Problem details: Exactly repeat the full listing that follows.

^^^^^^^^

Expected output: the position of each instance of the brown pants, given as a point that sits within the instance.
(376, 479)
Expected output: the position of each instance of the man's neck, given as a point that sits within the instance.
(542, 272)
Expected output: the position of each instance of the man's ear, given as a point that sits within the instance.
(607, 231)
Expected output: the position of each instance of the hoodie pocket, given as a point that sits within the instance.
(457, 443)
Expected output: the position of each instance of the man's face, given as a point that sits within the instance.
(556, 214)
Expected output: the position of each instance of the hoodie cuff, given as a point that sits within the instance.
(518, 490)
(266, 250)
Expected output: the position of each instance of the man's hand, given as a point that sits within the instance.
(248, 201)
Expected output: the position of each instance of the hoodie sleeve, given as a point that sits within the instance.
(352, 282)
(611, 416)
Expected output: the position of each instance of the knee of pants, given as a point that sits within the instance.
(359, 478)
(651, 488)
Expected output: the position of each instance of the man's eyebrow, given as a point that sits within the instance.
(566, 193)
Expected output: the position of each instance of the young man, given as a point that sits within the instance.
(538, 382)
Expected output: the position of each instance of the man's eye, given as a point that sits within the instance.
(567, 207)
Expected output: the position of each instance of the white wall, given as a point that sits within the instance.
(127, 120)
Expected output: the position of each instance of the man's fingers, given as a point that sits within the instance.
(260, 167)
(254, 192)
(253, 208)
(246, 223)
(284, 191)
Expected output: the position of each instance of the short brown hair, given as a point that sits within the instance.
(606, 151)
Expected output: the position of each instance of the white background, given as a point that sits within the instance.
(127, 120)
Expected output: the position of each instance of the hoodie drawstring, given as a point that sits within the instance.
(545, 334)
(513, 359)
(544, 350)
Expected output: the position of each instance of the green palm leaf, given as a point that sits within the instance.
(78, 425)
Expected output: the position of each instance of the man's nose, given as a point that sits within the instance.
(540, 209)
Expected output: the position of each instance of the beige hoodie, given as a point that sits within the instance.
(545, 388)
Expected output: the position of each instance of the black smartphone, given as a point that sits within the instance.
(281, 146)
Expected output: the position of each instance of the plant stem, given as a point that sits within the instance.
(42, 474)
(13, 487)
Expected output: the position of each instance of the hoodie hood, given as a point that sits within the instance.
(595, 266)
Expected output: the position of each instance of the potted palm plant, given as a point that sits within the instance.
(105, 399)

^^^^^^^^

Task result:
Expected output: the position of each instance of the brown pants, given as a point that sits within the instance.
(376, 479)
Expected output: the position of each instance of the man's neck, given as a point that sits within the instance.
(542, 272)
Expected output: the position of each instance of the man's ear, given as a point that sits within the instance.
(607, 231)
Expected output: the position of each instance of the hoodie pocket, given as a point that sits within the instance.
(457, 443)
Expected output: the position of each instance of the man's face, given as a point that sits within the instance.
(556, 214)
Expected output: the position of each instance of the hoodie cuff, given as a point that sits within the instance.
(518, 490)
(266, 250)
Expected output: the position of each instance of the man's hand, given as a point that sits within the instance.
(248, 201)
Expected output: the position of each instance of the hoodie sleeve, given as a point that sits within the instance.
(352, 282)
(611, 416)
Expected output: the position of each instance of the knee of pants, given as a point that sits within the instance.
(359, 478)
(651, 488)
Expected output: the position of each instance of the man's eyebrow, given as a point that sits within the instance.
(566, 193)
Expected output: the position of each instance of the young man, given as a point that sits within the instance.
(538, 382)
Expected output: the position of each instance of the man's eye, given as a point that sits within the instance.
(567, 207)
Expected output: the position of each instance of the white wall, given as a point that sits within the instance.
(127, 120)
Expected output: the position of each instance of the man's fingers, given as a point that sits within the instance.
(260, 167)
(254, 192)
(253, 208)
(246, 223)
(284, 191)
Expected output: the position of each instance of the short brown hair, given as a point that sits within the instance.
(606, 151)
Expected output: the position of each instance of the white background, given as a point that sits within the instance.
(127, 120)
Expected output: the position of each instance of the hoodie drawstring, given as a point that sits within the instance.
(545, 334)
(513, 359)
(544, 350)
Expected output: the position of each instance of the green palm leaf, given as a point that sits within the instance.
(78, 425)
Expected output: the position of each instance of the man's nose, given as a point that sits within the instance.
(540, 209)
Expected output: the position of each instance of the beige hoodie, given as a point that sits within the instance.
(545, 388)
Expected output: the position of each instance of the black smartphone, given as a point that sits within the instance.
(281, 146)
Expected output: the position of each instance of the plant stem, given as a point that sits within the instance.
(42, 474)
(13, 487)
Expected output: the position of each instance of the hoodie hood, given as a point that sits within the instance.
(595, 266)
Expected output: the position of each instance of the potted palm plant, given as a point that sits within the instance.
(105, 399)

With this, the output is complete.